* What is needed: List every line in the items below that contains the word "another". Case matters.

* Given records:
------------------------------

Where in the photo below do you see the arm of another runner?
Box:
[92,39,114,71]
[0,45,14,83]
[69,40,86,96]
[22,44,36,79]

------------------------------

* Response to this task:
Where in the photo below do you see the arm of another runner?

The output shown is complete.